* SOURCE DOCUMENT:
_ _ _ _ _

September 3 –  26 km, camped at 7,438 feet

After yesterday’s ice, everything slowed.

The surface had softened overnight, turning from bulletproof to soggy. Skis sank again. The easy glide was gone. Progress took effort. It rained briefly in the morning, then snowed, then stopped altogether. By late in the day the clouds thinned and the sun made a half-hearted attempt to show itself. It wasn’t dramatic weather, just heavy and dull, the kind that quietly wears you down.

Sigurd at camp the morning after the rainstorm. Everything out, everything wet. 

Yesterday’s speed had come at a cost. I felt it today. I’d bonked late on the last shift yesterday and paid for it in the legs and head. The kilometers added up anyway, but it felt like work again. Real work.

The biggest moment of the day came without warning.

Elaine had mentioned feeling off in the morning, lightheaded while packing up, but nothing that seemed decisive. We’ve both been taking on a lot of front-end work for the group, often leading two shifts a day and backing each other up on navigation. That’s four hours at the sharp end, and it adds up. At lunch she said she might need to back off a bit, and everyone was supportive.

_ _ _ _ _

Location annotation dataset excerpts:

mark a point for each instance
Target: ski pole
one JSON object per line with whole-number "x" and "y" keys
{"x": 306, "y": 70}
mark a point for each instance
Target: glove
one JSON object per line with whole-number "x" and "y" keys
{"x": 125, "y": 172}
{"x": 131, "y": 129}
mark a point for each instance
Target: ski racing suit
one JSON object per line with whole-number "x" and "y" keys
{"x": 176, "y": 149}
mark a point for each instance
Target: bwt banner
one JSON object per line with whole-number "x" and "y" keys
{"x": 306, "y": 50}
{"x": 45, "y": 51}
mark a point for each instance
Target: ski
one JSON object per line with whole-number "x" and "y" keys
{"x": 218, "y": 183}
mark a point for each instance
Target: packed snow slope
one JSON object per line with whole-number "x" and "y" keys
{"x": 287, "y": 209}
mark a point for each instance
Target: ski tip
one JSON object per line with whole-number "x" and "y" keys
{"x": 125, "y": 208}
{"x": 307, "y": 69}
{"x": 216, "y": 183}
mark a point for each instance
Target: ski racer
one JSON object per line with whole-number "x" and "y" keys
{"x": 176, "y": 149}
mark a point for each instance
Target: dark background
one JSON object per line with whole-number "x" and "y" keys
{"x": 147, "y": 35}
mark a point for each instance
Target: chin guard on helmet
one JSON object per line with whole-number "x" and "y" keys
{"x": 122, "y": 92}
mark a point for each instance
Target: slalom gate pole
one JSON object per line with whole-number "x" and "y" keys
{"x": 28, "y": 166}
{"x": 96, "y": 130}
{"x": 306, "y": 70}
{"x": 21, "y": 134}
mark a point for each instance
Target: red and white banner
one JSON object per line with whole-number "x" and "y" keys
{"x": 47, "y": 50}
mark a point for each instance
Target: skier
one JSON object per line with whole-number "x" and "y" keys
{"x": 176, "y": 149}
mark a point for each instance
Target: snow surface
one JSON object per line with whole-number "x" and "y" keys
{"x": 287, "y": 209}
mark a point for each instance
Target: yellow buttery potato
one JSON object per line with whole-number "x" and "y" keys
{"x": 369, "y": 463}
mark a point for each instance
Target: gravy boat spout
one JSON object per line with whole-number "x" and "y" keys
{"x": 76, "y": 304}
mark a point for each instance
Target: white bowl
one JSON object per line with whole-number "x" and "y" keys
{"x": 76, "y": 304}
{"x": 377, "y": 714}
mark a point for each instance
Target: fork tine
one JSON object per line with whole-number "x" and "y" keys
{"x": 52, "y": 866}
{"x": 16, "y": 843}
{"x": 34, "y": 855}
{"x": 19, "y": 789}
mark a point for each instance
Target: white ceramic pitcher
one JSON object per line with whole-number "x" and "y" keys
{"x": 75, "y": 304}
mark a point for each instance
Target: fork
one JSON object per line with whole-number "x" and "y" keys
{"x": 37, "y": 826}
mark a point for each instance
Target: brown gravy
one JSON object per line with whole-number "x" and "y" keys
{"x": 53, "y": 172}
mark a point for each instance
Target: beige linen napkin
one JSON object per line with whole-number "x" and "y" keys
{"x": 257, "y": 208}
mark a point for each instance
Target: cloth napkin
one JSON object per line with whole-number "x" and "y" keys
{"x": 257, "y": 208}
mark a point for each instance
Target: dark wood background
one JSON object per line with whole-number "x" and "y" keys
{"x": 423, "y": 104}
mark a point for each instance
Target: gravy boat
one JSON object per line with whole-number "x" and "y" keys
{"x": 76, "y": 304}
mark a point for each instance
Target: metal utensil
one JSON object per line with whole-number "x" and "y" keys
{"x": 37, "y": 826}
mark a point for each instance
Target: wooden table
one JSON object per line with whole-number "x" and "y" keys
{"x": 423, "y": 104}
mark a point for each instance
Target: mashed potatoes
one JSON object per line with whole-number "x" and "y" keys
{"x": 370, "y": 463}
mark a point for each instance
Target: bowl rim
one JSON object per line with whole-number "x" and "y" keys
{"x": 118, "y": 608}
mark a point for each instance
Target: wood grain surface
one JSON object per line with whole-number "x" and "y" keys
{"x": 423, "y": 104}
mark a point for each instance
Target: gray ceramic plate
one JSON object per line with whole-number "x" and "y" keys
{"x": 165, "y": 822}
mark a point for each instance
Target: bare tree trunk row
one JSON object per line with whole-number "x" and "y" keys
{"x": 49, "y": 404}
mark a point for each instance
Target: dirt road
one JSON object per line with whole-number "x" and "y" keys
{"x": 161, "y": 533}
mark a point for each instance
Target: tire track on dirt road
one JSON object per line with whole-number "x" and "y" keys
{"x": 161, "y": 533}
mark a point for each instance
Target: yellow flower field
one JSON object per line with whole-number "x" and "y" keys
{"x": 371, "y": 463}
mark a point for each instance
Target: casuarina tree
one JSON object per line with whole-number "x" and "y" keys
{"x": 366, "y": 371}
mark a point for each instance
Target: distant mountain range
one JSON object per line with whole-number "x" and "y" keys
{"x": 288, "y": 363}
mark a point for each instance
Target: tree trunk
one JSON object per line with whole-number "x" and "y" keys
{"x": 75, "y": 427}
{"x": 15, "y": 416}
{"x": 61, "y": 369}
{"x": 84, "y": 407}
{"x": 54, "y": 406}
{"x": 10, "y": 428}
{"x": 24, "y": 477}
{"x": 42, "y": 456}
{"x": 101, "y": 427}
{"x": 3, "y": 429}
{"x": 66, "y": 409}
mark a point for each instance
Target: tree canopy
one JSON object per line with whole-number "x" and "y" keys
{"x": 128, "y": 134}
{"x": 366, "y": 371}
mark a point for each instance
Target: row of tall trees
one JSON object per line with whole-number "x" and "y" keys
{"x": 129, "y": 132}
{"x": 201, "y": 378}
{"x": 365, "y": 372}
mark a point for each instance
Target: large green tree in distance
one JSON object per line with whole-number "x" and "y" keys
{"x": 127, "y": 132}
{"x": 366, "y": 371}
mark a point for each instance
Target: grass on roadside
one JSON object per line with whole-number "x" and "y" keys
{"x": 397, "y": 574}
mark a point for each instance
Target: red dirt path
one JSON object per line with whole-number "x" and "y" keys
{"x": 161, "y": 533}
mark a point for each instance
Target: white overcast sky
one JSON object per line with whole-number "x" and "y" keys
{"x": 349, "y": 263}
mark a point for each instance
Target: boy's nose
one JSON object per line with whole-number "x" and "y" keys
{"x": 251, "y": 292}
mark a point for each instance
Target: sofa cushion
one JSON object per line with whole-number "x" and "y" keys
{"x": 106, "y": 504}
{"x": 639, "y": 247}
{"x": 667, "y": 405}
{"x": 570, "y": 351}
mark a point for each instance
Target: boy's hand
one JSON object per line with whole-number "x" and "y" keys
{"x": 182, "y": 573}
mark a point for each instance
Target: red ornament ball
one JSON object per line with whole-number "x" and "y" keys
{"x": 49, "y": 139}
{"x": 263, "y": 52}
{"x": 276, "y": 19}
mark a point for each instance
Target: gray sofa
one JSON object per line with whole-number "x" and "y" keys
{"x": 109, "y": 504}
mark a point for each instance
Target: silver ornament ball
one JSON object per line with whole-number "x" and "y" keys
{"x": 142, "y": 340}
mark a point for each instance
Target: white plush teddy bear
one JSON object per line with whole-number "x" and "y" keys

_ _ _ _ _

* PROBLEM REQUIREMENTS: List, in order, each change in the weather that the September 3 entry describes for that day.

* RESULT FOR THIS TASK:
1. It rained briefly in the morning.
2. Then it snowed.
3. Then it stopped altogether.
4. By late in the day the clouds thinned and the sun made a half-hearted attempt to show itself.